Brano da leggere:
____

Va sottolineato come una diffusa ostilità verso il Labour nella comunità ebraica britannica risalga a prima di Corbyn, in particolare in seguito alla decisione del 2015 di Ed Miliband, che pure era il primo leader ebreo del partito, di votare a favore di una mozione sul riconoscimento dello stato palestinese, come raccontato dall’ex vice presidente di Labour Friends of Israel. Di fatto, la radicalizzazione della dinamica politica in Israele ha influito sul posizionamento politico di alcune organizzazioni della comunità ebraica con un irrigidimento verso le organizzazioni simpatetiche verso la causa dei palestinesi.
È comunque innegabile che l’associazione forsennata proposta da diversi tabloid e dalla stampa di Murdoch, Times in testa, tra il Labour di Corbyn e l’antisemitismo, ha causato un forte allarme tra i cittadini di religione ebraica. Non si può e non si deve sottovalutare lo stress e la sofferenza generati dal riemergere dell’antisemitismo nel dibattito pubblico. Né si può dire che Corbyn sia esente da colpe per non avere cercato di mitigare questa sofferenza e ribaltare questa narrazione.

____

Istruzioni di lavoro:
(a) Secondo il brano, in quale anno Ed Miliband decise di votare a favore di una mozione sul riconoscimento dello stato palestinese?
(b) Riscrivi il passo del brano compreso tra "È comunque innegabile" e "ribaltare questa narrazione.", inclusi, sostituendo "tabloid" con "giornali scandalistici".

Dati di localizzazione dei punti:
____

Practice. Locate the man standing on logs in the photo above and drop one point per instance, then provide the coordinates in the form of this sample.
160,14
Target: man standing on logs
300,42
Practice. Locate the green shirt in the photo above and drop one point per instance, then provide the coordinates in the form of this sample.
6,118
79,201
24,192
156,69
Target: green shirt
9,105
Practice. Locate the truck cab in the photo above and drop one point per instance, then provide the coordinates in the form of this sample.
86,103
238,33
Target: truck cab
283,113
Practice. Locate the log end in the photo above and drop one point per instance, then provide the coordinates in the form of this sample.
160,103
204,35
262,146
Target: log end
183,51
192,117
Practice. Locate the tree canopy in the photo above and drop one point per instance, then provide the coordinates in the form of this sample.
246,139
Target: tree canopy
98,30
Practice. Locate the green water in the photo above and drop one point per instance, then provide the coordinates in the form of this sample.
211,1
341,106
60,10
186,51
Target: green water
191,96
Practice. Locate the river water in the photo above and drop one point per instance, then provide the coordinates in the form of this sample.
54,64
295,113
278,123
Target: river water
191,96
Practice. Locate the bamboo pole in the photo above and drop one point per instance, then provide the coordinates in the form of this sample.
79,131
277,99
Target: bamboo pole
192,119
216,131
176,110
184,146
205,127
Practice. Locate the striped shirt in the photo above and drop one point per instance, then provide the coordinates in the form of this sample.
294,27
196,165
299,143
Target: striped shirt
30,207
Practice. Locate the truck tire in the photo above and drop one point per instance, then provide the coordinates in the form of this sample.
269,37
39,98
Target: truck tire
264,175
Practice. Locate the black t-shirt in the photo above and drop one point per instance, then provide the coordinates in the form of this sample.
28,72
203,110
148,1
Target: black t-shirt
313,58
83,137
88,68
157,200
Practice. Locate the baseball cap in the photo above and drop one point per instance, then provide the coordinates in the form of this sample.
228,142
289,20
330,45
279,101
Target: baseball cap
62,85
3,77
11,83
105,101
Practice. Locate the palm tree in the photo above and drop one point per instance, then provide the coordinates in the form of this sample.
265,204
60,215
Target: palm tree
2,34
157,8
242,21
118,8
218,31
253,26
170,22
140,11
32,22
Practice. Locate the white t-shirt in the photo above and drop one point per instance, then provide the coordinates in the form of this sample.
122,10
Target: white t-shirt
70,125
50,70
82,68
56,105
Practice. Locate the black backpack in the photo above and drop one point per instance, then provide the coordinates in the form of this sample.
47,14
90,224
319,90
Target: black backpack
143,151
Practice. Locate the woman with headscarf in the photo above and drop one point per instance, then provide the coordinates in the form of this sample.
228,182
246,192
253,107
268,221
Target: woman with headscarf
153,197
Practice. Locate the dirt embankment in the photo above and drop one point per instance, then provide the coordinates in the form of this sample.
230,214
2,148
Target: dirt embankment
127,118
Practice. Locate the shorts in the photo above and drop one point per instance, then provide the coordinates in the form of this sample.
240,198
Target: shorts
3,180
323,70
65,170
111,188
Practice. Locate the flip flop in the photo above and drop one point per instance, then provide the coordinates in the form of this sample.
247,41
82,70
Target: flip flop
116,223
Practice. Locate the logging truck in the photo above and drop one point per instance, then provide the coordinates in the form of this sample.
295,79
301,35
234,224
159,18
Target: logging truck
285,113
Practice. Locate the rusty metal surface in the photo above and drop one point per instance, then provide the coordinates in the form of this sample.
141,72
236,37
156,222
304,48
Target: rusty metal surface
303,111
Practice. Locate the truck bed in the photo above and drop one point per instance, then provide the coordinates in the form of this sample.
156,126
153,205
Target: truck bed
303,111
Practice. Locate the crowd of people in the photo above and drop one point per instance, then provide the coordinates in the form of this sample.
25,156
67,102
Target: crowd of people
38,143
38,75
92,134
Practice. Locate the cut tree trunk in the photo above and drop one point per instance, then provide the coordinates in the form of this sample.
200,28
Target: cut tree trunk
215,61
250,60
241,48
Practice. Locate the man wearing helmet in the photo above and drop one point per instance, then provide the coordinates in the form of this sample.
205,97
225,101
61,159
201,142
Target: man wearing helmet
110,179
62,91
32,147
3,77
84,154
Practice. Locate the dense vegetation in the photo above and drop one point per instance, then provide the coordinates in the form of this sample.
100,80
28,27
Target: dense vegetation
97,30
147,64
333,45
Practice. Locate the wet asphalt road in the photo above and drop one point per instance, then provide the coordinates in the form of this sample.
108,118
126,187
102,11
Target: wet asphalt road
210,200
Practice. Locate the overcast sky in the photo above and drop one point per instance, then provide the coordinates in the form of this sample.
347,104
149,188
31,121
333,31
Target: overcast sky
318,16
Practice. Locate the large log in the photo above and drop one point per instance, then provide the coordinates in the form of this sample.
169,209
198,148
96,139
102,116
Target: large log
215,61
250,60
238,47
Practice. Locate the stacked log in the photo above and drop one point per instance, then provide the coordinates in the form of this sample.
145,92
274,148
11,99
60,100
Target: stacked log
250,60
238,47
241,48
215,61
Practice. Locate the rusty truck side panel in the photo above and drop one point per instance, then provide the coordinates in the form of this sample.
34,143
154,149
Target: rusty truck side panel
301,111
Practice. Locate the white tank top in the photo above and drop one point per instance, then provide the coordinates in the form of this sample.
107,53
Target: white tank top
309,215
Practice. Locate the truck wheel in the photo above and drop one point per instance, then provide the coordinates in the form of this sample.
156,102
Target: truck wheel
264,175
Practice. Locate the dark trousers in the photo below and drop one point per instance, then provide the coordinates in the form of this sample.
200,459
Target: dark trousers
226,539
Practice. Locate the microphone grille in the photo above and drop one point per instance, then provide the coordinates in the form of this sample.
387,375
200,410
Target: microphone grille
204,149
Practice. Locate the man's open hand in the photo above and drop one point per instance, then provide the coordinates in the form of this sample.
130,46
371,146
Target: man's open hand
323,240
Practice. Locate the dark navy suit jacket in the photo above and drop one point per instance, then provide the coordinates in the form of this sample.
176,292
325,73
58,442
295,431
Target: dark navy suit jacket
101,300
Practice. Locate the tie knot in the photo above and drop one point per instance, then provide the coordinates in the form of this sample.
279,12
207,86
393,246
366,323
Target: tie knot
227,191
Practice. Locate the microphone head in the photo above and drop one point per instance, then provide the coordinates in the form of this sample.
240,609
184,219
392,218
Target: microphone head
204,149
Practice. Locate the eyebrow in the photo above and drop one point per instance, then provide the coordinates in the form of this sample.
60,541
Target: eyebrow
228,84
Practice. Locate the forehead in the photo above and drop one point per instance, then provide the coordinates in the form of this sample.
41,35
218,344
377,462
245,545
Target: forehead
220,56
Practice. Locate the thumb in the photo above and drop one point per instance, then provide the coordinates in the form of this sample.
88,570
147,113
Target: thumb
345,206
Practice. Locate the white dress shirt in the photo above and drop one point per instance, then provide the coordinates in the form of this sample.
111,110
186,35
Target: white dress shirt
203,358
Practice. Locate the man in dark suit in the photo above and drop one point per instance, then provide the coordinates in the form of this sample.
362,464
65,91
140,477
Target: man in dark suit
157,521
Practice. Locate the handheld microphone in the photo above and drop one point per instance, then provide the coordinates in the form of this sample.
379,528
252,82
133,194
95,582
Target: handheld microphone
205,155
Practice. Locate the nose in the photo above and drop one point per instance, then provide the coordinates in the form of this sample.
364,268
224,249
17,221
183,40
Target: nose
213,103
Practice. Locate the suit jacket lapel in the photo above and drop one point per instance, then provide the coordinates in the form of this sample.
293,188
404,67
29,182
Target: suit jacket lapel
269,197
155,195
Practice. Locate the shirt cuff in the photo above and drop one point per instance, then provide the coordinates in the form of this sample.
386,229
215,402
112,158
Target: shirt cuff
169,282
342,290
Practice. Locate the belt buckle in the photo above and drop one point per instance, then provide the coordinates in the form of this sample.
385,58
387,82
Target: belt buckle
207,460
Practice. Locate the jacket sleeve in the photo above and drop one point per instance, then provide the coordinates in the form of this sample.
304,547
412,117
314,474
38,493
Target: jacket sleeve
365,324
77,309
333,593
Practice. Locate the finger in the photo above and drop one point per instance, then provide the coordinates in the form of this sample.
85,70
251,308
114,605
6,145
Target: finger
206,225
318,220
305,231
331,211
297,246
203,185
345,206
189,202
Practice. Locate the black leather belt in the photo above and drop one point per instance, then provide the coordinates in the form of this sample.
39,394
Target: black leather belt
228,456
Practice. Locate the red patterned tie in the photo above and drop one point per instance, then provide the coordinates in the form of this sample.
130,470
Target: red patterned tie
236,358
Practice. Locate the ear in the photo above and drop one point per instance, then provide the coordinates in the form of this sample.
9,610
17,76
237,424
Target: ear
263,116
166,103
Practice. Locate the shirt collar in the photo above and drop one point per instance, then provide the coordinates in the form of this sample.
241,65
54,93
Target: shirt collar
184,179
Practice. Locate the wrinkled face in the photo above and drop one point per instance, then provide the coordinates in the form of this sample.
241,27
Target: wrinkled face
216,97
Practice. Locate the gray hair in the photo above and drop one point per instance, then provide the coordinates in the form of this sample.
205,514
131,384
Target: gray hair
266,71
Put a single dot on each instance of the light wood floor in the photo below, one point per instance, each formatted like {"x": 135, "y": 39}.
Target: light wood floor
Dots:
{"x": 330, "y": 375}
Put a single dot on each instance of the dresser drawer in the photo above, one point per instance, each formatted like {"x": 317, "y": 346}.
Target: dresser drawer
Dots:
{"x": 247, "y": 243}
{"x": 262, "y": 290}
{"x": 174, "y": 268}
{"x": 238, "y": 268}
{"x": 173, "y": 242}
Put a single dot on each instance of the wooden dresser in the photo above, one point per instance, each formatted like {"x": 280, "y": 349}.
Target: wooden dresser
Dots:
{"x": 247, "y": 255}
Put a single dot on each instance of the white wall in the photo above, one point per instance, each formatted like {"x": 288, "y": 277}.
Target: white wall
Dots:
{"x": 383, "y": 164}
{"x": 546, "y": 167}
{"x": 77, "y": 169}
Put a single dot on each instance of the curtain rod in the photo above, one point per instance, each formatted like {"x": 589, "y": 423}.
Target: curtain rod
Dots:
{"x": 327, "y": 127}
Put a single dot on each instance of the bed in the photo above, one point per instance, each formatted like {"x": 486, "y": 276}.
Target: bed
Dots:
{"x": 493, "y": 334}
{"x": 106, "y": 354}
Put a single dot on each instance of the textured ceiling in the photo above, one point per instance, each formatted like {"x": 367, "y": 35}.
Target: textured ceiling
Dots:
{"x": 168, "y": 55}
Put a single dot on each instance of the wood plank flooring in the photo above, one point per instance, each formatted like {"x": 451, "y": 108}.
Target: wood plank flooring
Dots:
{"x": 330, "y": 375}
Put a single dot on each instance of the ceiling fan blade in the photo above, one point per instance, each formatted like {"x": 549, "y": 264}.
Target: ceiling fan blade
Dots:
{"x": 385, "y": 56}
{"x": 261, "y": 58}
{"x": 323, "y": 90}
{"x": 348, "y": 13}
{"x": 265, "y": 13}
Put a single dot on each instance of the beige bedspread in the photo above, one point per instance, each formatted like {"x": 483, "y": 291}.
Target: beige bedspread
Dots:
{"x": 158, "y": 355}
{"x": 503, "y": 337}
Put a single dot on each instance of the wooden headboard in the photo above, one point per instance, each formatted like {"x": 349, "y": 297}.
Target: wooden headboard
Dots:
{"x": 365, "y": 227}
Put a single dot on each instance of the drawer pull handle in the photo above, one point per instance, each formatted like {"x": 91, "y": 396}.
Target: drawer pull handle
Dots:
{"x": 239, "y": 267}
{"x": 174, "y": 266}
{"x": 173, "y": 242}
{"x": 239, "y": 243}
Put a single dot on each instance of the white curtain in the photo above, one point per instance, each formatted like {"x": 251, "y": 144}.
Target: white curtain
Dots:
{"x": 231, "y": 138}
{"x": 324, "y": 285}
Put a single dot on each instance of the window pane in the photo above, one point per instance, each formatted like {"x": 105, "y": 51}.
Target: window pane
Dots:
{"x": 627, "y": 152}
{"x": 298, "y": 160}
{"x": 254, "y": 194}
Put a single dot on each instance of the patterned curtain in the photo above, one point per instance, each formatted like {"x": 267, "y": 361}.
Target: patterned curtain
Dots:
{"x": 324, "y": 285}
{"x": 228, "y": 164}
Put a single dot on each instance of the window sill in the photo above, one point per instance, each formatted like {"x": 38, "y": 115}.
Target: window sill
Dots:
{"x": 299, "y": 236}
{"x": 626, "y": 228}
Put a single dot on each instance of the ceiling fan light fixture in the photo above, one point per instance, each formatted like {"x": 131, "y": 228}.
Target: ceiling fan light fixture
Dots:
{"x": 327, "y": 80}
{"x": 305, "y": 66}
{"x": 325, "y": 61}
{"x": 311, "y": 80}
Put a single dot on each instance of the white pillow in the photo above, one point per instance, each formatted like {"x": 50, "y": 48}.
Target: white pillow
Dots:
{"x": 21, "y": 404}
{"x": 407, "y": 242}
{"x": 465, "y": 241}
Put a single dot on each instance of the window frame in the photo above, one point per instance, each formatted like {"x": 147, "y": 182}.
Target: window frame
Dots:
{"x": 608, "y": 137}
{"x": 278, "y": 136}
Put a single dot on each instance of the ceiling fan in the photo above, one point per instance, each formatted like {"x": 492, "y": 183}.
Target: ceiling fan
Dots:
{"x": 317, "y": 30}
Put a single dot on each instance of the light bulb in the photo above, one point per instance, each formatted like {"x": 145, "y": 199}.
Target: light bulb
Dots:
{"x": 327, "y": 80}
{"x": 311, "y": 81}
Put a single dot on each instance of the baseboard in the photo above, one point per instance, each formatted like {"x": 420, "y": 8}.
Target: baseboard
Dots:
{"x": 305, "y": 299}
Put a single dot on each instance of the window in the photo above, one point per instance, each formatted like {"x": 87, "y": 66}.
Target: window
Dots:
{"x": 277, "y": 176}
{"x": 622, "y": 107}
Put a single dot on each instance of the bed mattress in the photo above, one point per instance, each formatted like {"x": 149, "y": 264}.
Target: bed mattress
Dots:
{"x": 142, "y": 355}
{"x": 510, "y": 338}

____

Risposte per compito:
(a) Nel 2015.

(b)
È comunque innegabile che l’associazione forsennata proposta da diversi giornali scandalistici e dalla stampa di Murdoch, Times in testa, tra il Labour di Corbyn e l’antisemitismo, ha causato un forte allarme tra i cittadini di religione ebraica. Non si può e non si deve sottovalutare lo stress e la sofferenza generati dal riemergere dell’antisemitismo nel dibattito pubblico. Né si può dire che Corbyn sia esente da colpe per non avere cercato di mitigare questa sofferenza e ribaltare questa narrazione.